▶ WHAT YOU ARE ASKED TO DO
Copy out all of the data below line for line, leaving the pictures out.

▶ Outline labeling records
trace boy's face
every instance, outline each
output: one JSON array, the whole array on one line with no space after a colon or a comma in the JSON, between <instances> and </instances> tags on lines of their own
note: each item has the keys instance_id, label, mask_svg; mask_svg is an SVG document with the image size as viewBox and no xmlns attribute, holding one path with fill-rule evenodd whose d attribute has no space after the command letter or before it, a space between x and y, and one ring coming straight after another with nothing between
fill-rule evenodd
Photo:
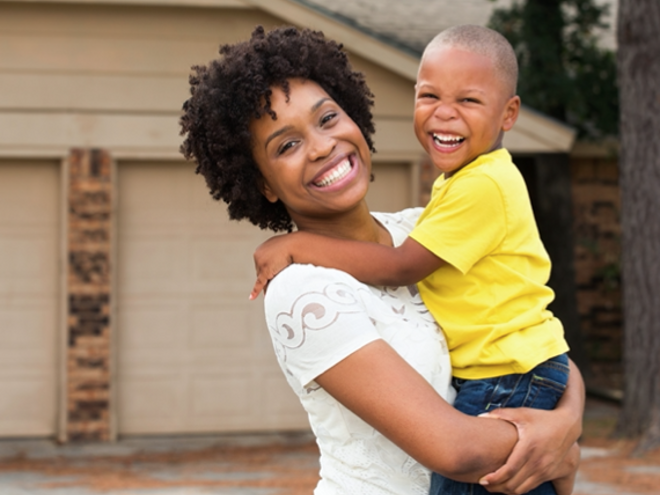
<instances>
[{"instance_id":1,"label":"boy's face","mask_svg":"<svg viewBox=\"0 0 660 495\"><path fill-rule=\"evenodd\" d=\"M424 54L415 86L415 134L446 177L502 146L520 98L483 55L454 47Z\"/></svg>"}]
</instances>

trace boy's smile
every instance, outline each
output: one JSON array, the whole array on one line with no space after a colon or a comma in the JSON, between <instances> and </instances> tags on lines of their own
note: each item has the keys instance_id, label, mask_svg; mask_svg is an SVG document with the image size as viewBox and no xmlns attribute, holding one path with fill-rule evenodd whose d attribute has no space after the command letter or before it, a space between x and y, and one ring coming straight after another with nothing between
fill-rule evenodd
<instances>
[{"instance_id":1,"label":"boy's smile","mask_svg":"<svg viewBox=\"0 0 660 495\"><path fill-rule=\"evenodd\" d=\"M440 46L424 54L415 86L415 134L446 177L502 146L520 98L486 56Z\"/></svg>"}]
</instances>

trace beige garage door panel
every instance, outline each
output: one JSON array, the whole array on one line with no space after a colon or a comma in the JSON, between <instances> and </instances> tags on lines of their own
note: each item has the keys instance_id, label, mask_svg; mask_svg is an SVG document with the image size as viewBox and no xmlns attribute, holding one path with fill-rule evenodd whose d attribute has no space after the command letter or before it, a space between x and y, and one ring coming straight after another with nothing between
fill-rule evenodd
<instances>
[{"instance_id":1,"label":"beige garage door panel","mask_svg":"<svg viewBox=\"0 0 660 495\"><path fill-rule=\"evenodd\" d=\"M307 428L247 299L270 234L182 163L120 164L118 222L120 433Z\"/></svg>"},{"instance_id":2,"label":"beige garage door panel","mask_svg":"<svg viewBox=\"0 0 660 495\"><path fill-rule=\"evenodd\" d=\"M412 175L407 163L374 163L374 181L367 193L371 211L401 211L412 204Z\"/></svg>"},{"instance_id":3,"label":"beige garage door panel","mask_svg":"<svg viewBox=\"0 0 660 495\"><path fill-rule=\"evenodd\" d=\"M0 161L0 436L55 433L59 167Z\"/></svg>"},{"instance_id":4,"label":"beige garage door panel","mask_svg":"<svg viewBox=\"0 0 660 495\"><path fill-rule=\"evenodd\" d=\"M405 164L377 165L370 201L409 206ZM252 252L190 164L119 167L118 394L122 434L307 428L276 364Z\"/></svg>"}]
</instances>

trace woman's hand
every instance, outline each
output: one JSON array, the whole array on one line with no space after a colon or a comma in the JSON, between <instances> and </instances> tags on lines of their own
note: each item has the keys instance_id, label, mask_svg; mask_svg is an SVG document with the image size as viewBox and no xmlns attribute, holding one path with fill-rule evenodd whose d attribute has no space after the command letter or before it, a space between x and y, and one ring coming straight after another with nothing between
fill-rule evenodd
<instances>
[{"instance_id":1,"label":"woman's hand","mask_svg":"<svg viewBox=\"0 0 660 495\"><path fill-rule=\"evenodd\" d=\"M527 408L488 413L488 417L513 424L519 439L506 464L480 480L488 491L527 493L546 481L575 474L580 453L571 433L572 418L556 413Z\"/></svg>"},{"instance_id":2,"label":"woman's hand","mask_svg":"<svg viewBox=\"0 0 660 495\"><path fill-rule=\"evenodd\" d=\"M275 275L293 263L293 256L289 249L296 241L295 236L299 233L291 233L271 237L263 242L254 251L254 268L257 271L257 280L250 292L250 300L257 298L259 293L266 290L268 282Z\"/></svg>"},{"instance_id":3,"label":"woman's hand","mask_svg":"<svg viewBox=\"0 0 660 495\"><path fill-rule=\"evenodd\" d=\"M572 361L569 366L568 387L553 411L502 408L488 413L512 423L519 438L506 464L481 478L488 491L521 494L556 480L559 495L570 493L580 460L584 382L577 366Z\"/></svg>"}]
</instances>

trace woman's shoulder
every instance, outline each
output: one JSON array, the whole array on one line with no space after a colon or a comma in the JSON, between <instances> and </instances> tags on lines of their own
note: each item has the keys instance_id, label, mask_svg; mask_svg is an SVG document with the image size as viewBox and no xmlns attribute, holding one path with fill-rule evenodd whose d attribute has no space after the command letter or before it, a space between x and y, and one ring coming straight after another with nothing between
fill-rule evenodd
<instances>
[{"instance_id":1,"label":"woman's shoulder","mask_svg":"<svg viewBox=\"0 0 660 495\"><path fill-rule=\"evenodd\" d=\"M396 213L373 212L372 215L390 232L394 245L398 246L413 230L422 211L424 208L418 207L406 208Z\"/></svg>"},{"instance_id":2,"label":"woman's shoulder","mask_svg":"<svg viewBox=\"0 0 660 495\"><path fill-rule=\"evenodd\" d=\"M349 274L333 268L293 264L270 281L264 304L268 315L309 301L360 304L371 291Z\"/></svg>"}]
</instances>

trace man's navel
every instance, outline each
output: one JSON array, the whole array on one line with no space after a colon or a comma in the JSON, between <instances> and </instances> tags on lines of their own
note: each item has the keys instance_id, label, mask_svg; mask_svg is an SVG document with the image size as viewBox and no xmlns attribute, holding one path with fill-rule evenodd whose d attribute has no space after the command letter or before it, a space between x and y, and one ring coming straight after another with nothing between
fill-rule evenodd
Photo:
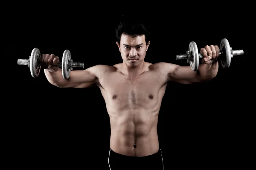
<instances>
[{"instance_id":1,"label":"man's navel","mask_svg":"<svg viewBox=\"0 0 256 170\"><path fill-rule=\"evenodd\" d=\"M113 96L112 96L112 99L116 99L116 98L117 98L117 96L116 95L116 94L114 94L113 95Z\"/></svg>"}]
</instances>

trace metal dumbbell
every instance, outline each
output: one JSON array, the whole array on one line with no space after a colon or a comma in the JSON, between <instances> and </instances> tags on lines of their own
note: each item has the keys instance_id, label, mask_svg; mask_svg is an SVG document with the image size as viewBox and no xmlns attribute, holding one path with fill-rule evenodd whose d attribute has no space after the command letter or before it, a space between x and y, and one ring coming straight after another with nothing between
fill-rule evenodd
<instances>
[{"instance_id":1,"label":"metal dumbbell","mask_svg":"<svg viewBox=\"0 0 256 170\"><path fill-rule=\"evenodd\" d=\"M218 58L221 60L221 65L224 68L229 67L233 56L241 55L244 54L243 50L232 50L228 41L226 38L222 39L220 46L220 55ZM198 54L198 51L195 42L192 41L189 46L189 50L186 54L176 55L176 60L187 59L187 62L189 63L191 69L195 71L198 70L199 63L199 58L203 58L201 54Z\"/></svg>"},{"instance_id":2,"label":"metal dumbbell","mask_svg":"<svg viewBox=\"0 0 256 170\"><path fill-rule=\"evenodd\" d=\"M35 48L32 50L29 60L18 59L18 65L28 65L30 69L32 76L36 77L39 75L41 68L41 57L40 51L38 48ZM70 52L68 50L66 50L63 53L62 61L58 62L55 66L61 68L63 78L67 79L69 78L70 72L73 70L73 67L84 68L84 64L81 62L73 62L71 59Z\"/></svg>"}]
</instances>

▶ REPLY TO THE TASK
trace boy's face
every instance, outline each
output: one JSON array, the whole array on one line with no space after a colon or a comma in the JSON, between <instances> and </instances> tags on lines of their own
note: each item has the keys instance_id, label, mask_svg; mask_svg is an SVG document with the image size as viewBox and no xmlns attribute, holding one path with fill-rule evenodd whose d attribute has no space after the command letter or before it, a space between x and y, and one ring coming straight after another with nothing between
fill-rule evenodd
Photo:
<instances>
[{"instance_id":1,"label":"boy's face","mask_svg":"<svg viewBox=\"0 0 660 495\"><path fill-rule=\"evenodd\" d=\"M424 54L415 86L415 134L446 177L502 146L520 98L483 55L454 47Z\"/></svg>"}]
</instances>

trace boy's smile
every instance, outline each
output: one JSON array, the whole array on one line with no space after a colon or a comma in the JSON, between <instances> and </instances> tags on lines of their own
note: each item has the keys instance_id, label, mask_svg; mask_svg is an SVG document with the image size as viewBox and no xmlns attribute, holding one path with fill-rule evenodd whose d attribute has no space after the command letter or before it, a space between x and y, and one ring coming straight after another with nothing between
fill-rule evenodd
<instances>
[{"instance_id":1,"label":"boy's smile","mask_svg":"<svg viewBox=\"0 0 660 495\"><path fill-rule=\"evenodd\" d=\"M440 46L424 54L415 86L415 134L446 177L502 146L520 98L486 56Z\"/></svg>"}]
</instances>

trace beige garage door panel
every instance, outline each
output: one JSON array, the whole array on one line with no space after a colon or a comma in the JSON, between <instances> and </instances> tags on lines of their own
note: each item has the keys instance_id, label, mask_svg; mask_svg is an SVG document with the image size as viewBox and no xmlns attribute, holding one path with fill-rule evenodd whose d attribute has no space after the command letter or before it, a space between x and y, and one ring coming straight after another with nothing between
fill-rule evenodd
<instances>
[{"instance_id":1,"label":"beige garage door panel","mask_svg":"<svg viewBox=\"0 0 660 495\"><path fill-rule=\"evenodd\" d=\"M307 428L247 299L270 234L182 163L120 164L118 222L120 433Z\"/></svg>"},{"instance_id":2,"label":"beige garage door panel","mask_svg":"<svg viewBox=\"0 0 660 495\"><path fill-rule=\"evenodd\" d=\"M412 175L407 163L374 163L374 181L367 193L371 211L401 211L412 204Z\"/></svg>"},{"instance_id":3,"label":"beige garage door panel","mask_svg":"<svg viewBox=\"0 0 660 495\"><path fill-rule=\"evenodd\" d=\"M0 161L0 436L55 433L59 167Z\"/></svg>"},{"instance_id":4,"label":"beige garage door panel","mask_svg":"<svg viewBox=\"0 0 660 495\"><path fill-rule=\"evenodd\" d=\"M405 164L377 165L370 201L409 206ZM252 252L190 164L119 167L118 394L122 434L307 428L276 364Z\"/></svg>"}]
</instances>

trace woman's hand
every instance, outline each
output: one JSON array, the whole array on one line with no space after a colon or a comma in the JSON, between <instances> and </instances> tags on lines of their own
note: each item has the keys instance_id, label, mask_svg; mask_svg is an SVG document with the image size as viewBox and no xmlns attribute, holding one path with fill-rule evenodd whose d attribute has no space after the command letter or before it, a space between x and y, and one ring coming straight after another with nothing between
fill-rule evenodd
<instances>
[{"instance_id":1,"label":"woman's hand","mask_svg":"<svg viewBox=\"0 0 660 495\"><path fill-rule=\"evenodd\" d=\"M527 408L488 413L488 417L513 424L519 439L506 464L480 480L488 491L527 493L546 481L575 474L580 453L571 433L572 418L556 413Z\"/></svg>"},{"instance_id":2,"label":"woman's hand","mask_svg":"<svg viewBox=\"0 0 660 495\"><path fill-rule=\"evenodd\" d=\"M275 275L293 263L293 256L289 249L296 241L295 236L299 233L291 233L271 237L263 242L254 251L254 268L257 271L257 280L250 292L250 300L257 298L259 293L266 290L268 282Z\"/></svg>"},{"instance_id":3,"label":"woman's hand","mask_svg":"<svg viewBox=\"0 0 660 495\"><path fill-rule=\"evenodd\" d=\"M572 361L569 366L568 387L553 411L502 408L488 413L512 423L519 438L506 464L481 478L488 491L521 494L556 480L559 495L570 493L580 460L584 382L577 366Z\"/></svg>"}]
</instances>

trace woman's shoulder
every instance, outline each
output: one JSON array, the whole array on one line with no space after a colon or a comma in the JSON, between <instances> and </instances> tags on lines of their own
note: each item has the keys instance_id, label, mask_svg; mask_svg is an SVG document with the image size as viewBox and no xmlns attribute, holding one path with fill-rule evenodd whose d attribute has no space after the command letter or before it, a space between x and y, and one ring coming straight after another with nothing between
fill-rule evenodd
<instances>
[{"instance_id":1,"label":"woman's shoulder","mask_svg":"<svg viewBox=\"0 0 660 495\"><path fill-rule=\"evenodd\" d=\"M396 213L373 212L372 215L390 232L394 245L398 246L413 230L422 211L424 208L418 207L406 208Z\"/></svg>"},{"instance_id":2,"label":"woman's shoulder","mask_svg":"<svg viewBox=\"0 0 660 495\"><path fill-rule=\"evenodd\" d=\"M349 274L333 268L293 264L270 281L264 304L268 315L309 301L360 304L371 291Z\"/></svg>"}]
</instances>

trace man's navel
every instance, outline each
output: one JSON array, the whole array on one line with no space after a colon or a comma in the JSON, between <instances> and </instances> tags on lines of their own
note: each item has the keys instance_id, label, mask_svg; mask_svg is an SVG document with the image size as viewBox and no xmlns attribute, holding one path with fill-rule evenodd whose d attribute has no space after the command letter or before it, a space between x and y, and one ring coming straight after another with nothing between
fill-rule evenodd
Photo:
<instances>
[{"instance_id":1,"label":"man's navel","mask_svg":"<svg viewBox=\"0 0 256 170\"><path fill-rule=\"evenodd\" d=\"M113 96L112 96L112 99L116 99L116 98L117 98L117 96L116 95L116 94L114 94L113 95Z\"/></svg>"}]
</instances>

trace metal dumbbell
every instance, outline each
output: one JSON array, the whole array on one line with no space after a colon or a comma in the JSON, between <instances> and </instances> tags on lines of their own
note: each item has the keys instance_id, label, mask_svg; mask_svg is an SVG document with the image size as viewBox and no xmlns attribute, holding one path with fill-rule evenodd whose d attribute has no space after the command letter or before it, a space between x and y, and one ring coming straight after another with nothing between
fill-rule evenodd
<instances>
[{"instance_id":1,"label":"metal dumbbell","mask_svg":"<svg viewBox=\"0 0 256 170\"><path fill-rule=\"evenodd\" d=\"M218 58L221 60L221 65L224 68L229 67L233 56L241 55L244 54L243 50L232 50L228 41L226 38L222 39L220 46L220 55ZM198 54L198 51L195 42L192 41L189 46L189 50L186 54L176 55L176 60L187 59L187 62L189 63L191 69L195 71L198 70L199 63L199 58L203 58L201 54Z\"/></svg>"},{"instance_id":2,"label":"metal dumbbell","mask_svg":"<svg viewBox=\"0 0 256 170\"><path fill-rule=\"evenodd\" d=\"M35 48L32 50L29 60L18 59L18 65L28 65L30 69L32 76L36 77L39 75L41 68L41 57L40 51L38 48ZM70 52L68 50L66 50L63 53L62 61L58 62L55 66L61 68L63 78L67 79L69 78L70 72L73 70L73 67L84 68L84 64L81 62L73 62L71 59Z\"/></svg>"}]
</instances>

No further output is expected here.